» Text passage:
▼
National Independent Soccer Association
- Founded: June 6, 2017; 9 years ago
- First season: 2019–20
- Country: United States
- Confederation: CONCACAF (2019–2024) None (2025–present)
- Number of clubs: 9 (2024)
- League cup: NISA Independent Cup
- Current champions: Los Angeles Force (1st title) (2024)
- Most championships: Detroit City FC (2 titles)
- Website: nisaofficial.com

= National Independent Soccer Association =

Third division American soccer league

The National Independent Soccer Association (NISA) is a professional men's soccer league in the United States. The league began play in 2019 and is aiming to be in the third tier of American soccer. NISA initially used a fall-to-spring season format with a winter break but have switched to spring-to-fall which is more common in the United States. The league went on hiatus during the 2025 season but plans to resume play in fall 2026.

==History==
===League beginnings===

Original league logo (2017–2021)

On June 6, 2017, it was announced that the newly formed National Independent Soccer Association would begin play in 2018 targeting an initial 8 to 10 teams, later revised to 8 to 12 teams. Initially, the league outlined plans to introduce a promotion/relegation system, once they reach their goal of 24 teams, the first in US professional soccer and in doing so act as a feeder league to the North American Soccer League (NASL); however, the NASL ceased operations prior to those plans being implemented.
▲
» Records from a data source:
▼
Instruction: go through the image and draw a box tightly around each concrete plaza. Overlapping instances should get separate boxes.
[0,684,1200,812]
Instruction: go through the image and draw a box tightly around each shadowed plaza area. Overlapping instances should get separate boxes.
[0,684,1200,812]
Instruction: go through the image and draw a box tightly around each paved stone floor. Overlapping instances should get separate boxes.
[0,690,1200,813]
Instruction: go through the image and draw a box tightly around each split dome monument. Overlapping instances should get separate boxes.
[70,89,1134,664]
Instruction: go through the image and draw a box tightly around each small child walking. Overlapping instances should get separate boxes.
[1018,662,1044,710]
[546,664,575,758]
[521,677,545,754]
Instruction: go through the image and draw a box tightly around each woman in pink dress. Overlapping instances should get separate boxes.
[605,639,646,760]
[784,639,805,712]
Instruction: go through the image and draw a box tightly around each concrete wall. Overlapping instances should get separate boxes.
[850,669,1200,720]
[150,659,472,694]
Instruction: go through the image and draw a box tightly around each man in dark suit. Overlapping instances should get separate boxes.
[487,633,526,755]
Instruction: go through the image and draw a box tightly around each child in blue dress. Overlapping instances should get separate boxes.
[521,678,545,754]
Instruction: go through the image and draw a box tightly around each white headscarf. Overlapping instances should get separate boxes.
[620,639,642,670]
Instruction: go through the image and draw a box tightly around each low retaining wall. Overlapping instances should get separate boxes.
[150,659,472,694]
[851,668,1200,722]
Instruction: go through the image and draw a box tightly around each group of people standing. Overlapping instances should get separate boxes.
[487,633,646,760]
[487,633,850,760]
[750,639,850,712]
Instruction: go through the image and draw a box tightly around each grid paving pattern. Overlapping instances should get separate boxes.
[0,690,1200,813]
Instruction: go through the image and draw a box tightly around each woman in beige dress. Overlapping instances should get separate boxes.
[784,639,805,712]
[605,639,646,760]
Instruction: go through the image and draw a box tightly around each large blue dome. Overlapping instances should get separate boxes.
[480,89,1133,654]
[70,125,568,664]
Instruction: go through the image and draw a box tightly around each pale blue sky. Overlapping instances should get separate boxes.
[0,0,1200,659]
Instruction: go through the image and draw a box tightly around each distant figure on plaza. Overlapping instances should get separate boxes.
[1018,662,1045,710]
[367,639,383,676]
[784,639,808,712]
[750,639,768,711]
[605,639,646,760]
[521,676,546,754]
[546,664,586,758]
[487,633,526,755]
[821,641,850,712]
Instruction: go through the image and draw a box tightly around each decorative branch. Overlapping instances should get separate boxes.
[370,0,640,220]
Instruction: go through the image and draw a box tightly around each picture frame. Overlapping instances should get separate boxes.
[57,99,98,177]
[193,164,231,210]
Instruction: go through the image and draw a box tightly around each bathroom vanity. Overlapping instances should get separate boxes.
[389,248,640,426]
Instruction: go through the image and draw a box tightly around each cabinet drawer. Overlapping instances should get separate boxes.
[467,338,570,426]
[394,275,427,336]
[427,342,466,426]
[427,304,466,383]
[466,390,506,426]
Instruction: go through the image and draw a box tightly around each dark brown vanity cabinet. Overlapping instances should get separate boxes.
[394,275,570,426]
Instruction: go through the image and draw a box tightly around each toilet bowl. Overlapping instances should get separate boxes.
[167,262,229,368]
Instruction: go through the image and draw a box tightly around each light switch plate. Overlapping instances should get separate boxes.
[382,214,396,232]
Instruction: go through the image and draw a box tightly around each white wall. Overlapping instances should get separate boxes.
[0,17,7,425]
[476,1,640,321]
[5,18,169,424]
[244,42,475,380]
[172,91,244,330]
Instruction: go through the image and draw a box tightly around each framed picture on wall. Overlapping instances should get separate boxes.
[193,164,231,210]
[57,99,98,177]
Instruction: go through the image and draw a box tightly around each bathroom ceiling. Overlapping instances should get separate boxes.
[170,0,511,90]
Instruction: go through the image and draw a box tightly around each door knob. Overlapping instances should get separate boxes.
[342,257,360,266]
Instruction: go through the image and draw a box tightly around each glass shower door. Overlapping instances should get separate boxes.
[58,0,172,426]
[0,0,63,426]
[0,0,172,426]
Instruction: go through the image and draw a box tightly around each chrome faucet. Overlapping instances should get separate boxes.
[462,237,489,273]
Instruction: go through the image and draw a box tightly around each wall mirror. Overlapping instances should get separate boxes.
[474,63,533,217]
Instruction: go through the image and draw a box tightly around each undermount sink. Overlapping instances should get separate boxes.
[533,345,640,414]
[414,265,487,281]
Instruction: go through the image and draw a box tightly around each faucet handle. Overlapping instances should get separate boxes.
▲
» Tasks for this exercise:
A – Rewrite the part of the soccer league text that opens with the words containing "- Most championships: Detroit" and closes with "league logo (2017–2021)", replacing "hiatus" with "break".
B – According to the soccer league text, which club has won the most championships?
The material above is separate from the soccer league text.

» Expected results:
A –
- Most championships: Detroit City FC (2 titles)
- Website: nisaofficial.com

= National Independent Soccer Association =

Third division American soccer league

The National Independent Soccer Association (NISA) is a professional men's soccer league in the United States. The league began play in 2019 and is aiming to be in the third tier of American soccer. NISA initially used a fall-to-spring season format with a winter break but have switched to spring-to-fall which is more common in the United States. The league went on break during the 2025 season but plans to resume play in fall 2026.

==History==
===League beginnings===

Original league logo (2017–2021)

B – Detroit City FC, with 2 titles.